TASK GOAL: Please retype the data that follows, starting at the line containing "Note: for every instance of the wooden" and stopping after the last line.
** DATA IN THIS EXERCISE follows **
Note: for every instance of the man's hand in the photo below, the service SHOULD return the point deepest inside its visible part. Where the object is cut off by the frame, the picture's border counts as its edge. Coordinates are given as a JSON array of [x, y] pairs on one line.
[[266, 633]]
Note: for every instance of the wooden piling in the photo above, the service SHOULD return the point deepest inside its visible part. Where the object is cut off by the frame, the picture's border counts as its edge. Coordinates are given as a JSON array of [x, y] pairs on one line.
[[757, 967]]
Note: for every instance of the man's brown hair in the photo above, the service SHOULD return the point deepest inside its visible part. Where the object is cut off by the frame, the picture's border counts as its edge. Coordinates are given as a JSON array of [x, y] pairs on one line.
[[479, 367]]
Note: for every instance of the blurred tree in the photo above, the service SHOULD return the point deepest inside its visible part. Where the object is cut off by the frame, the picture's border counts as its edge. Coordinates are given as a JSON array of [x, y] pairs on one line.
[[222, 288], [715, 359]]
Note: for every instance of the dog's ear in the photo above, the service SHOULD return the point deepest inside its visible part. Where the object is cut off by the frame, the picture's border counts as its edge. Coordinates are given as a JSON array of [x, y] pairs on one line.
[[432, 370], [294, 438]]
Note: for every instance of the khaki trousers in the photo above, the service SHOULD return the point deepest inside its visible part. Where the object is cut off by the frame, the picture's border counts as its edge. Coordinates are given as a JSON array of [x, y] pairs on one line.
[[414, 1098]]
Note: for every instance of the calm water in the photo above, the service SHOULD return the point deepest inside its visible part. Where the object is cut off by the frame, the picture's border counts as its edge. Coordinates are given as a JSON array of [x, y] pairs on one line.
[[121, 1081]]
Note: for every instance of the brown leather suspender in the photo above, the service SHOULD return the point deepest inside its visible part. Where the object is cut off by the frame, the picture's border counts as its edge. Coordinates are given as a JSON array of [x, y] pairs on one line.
** End of DATA IN THIS EXERCISE **
EXERCISE ANSWER:
Note: for every instance of the wooden piling in the photo above, the service SHOULD return the point deepest inside its visible part. Where the object is cut off by the frame, the picture's border counts as its edge. Coordinates are given as a JSON array of [x, y] pairs on one line.
[[757, 967]]
Note: for every instance of the man's brown hair in the photo above, the service SHOULD return the point deepest inside its visible part. Where the object is cut off by the frame, the picture's border counts as its edge. Coordinates are given as a JSON array of [x, y] pairs on one line.
[[479, 367]]
Note: for every instance of the blurred tree in the photo above, the service SHOULD return the point deepest inside its visible part. Where the object is cut off by the frame, the picture's border counts as its edge. Coordinates are given as a JSON array of [x, y] pairs on one line.
[[222, 288], [715, 359]]
Note: for every instance of the dog's ear in the photo above, the service SHOULD return the point deepest inside its visible part. Where the object is cut off by the frame, the picture's border counts as its edge. Coordinates are given as a JSON array of [x, y] pairs on one line.
[[432, 370], [294, 438]]
Note: for every instance of the khaki trousers in the photo above, the service SHOULD return the point deepest inside its visible part. Where the object is cut off by the frame, the picture's border counts as its edge. Coordinates are given as a JSON array of [x, y] pairs on one line.
[[414, 1098]]
Note: for every instance of the calm water in the photo above, the service SHOULD return the point deepest inside its visible part. Where the object is cut off by the frame, the picture's border counts as its edge. Coordinates are given as a JSON array of [x, y] pairs on one line.
[[121, 1081]]
Note: for every instance of the brown leather suspender in the photo above, the service SHOULD return the point deepest inside its visible part. Where the object is cut off by the frame, the picture's border counts as its edge. Coordinates are given as a JSON array of [x, y] pairs on one line.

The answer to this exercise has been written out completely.